Supplied data
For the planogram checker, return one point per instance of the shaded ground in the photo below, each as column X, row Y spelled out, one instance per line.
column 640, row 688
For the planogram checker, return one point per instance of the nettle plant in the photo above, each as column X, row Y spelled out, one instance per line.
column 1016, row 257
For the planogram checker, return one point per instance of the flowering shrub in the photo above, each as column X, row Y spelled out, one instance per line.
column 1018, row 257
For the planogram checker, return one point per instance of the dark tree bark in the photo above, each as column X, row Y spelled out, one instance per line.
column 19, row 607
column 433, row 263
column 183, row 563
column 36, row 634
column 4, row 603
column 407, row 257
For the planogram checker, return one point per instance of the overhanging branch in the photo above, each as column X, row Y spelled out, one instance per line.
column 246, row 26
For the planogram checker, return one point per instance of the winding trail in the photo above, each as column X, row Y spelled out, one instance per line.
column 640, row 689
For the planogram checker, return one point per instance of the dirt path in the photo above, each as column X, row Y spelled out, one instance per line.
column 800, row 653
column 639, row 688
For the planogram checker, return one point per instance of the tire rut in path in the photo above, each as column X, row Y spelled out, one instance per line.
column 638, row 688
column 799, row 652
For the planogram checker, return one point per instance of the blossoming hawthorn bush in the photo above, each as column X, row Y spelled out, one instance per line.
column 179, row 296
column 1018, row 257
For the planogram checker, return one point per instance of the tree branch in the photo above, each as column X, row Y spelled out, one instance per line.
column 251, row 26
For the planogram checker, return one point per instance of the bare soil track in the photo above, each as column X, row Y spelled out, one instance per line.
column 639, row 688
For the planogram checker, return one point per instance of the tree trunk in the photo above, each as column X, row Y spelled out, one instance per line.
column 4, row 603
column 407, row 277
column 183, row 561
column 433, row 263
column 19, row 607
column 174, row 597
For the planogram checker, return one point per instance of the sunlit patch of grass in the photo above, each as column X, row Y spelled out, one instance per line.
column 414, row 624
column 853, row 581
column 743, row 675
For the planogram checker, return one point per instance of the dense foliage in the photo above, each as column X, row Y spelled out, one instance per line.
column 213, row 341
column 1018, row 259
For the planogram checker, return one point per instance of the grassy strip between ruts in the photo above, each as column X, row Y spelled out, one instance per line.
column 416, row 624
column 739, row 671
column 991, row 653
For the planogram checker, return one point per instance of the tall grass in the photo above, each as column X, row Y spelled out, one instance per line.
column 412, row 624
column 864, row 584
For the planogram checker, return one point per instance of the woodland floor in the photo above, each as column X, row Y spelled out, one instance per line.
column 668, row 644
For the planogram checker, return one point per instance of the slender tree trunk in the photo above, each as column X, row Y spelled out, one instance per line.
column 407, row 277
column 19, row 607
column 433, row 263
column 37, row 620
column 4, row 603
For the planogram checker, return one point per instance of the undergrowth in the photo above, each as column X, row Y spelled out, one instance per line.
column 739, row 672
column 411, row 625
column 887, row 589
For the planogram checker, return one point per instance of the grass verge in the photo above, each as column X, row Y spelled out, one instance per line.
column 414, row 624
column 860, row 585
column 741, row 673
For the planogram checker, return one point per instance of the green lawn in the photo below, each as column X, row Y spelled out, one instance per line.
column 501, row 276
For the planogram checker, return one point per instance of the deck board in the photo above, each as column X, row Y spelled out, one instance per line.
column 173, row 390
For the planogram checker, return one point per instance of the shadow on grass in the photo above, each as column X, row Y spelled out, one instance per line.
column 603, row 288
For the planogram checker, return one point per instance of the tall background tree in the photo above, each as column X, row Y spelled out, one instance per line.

What you should do
Transcribe all of the entries without alteration.

Your response
For the planogram checker, return one point per instance of the shaded ground in the photo below, each as column X, row Y spelled out, one instance per line.
column 640, row 688
For the planogram checker, return one point per instance of the nettle plant in the photo above, each as column X, row Y spelled out, one instance per line.
column 1016, row 257
For the planogram checker, return one point per instance of the flowering shrub in the photo above, each as column X, row Y spelled out, one instance per line.
column 1018, row 257
For the planogram checker, return one point per instance of the dark tree bark in the photo above, each as column X, row Y spelled out, one instance per line.
column 19, row 607
column 433, row 263
column 183, row 563
column 36, row 634
column 4, row 603
column 407, row 257
For the planogram checker, return one point per instance of the overhanging branch in the photo above, each as column X, row Y spelled out, one instance per line.
column 246, row 26
For the planogram checker, return one point per instance of the winding trail in the photo above, each as column X, row Y spelled out, one instance per line.
column 640, row 689
For the planogram checker, return one point per instance of the dirt path in the photo above, each as column X, row Y spelled out, one instance per line.
column 800, row 653
column 639, row 688
For the planogram checker, return one point per instance of the tire rut in path in the photo above, each as column X, row Y spelled out, one instance per line.
column 638, row 688
column 799, row 652
For the planogram checker, return one point per instance of the blossoming hawthorn bush in the photo above, each as column X, row Y spelled out, one instance per line.
column 179, row 296
column 1018, row 257
For the planogram checker, return one point per instance of the tree branch in the photo above, each as column X, row Y spelled out, one instance per line.
column 251, row 26
For the planogram checker, return one point per instance of the bare soil track in the photo above, each as column X, row Y spelled out, one instance per line.
column 639, row 688
For the planogram checker, return one point per instance of the tree trunk in the photo above, each as column X, row Y spelled out, one instance per line.
column 4, row 603
column 407, row 277
column 183, row 561
column 433, row 263
column 19, row 607
column 174, row 597
For the planogram checker, return one point per instance of the sunlit patch of grass in the photo above, each as column X, row Y spelled out, one instance per line.
column 414, row 624
column 853, row 581
column 743, row 675
For the planogram checker, return one point per instance of the dense foliage in the photo above, each as column X, row Y spelled out, one instance per line.
column 213, row 341
column 1018, row 259
For the planogram checker, return one point per instance of the grassy strip between ruts in the photo above, each as column X, row Y spelled out, one instance per line.
column 416, row 624
column 739, row 671
column 991, row 653
For the planogram checker, return one point per instance of the tall grass in the photo above, each as column X, row Y spelled out, one instance per line.
column 412, row 624
column 864, row 584
For the planogram checker, return one point per instance of the woodland floor in the photo above, each as column X, row Y spelled out, one instance per line.
column 668, row 644
For the planogram checker, return one point per instance of the slender tree trunk in the photo above, each as column X, row Y spelled out, one instance per line.
column 407, row 277
column 19, row 607
column 433, row 263
column 37, row 620
column 4, row 603
For the planogram checker, return one point per instance of the undergrowth in the photo above, each as column X, row Y spelled out, one instance per line.
column 739, row 672
column 411, row 625
column 887, row 589
For the planogram checker, return one point per instance of the grass verge in the photo above, each as column X, row Y spelled out, one instance per line.
column 414, row 624
column 860, row 585
column 741, row 673
For the planogram checker, return one point per instance of the green lawn in the photo below, each as column X, row Y spelled out, one instance per line.
column 501, row 276
For the planogram checker, return one point per instance of the deck board in the photo above, each as column X, row Y spelled out, one instance per line.
column 173, row 390
For the planogram checker, return one point per instance of the shadow on grass in the photo above, each as column X, row Y spelled out, one instance per line.
column 603, row 288
For the planogram checker, return one point per instance of the tall background tree in the photo above, each as column X, row Y spelled out, one instance per line.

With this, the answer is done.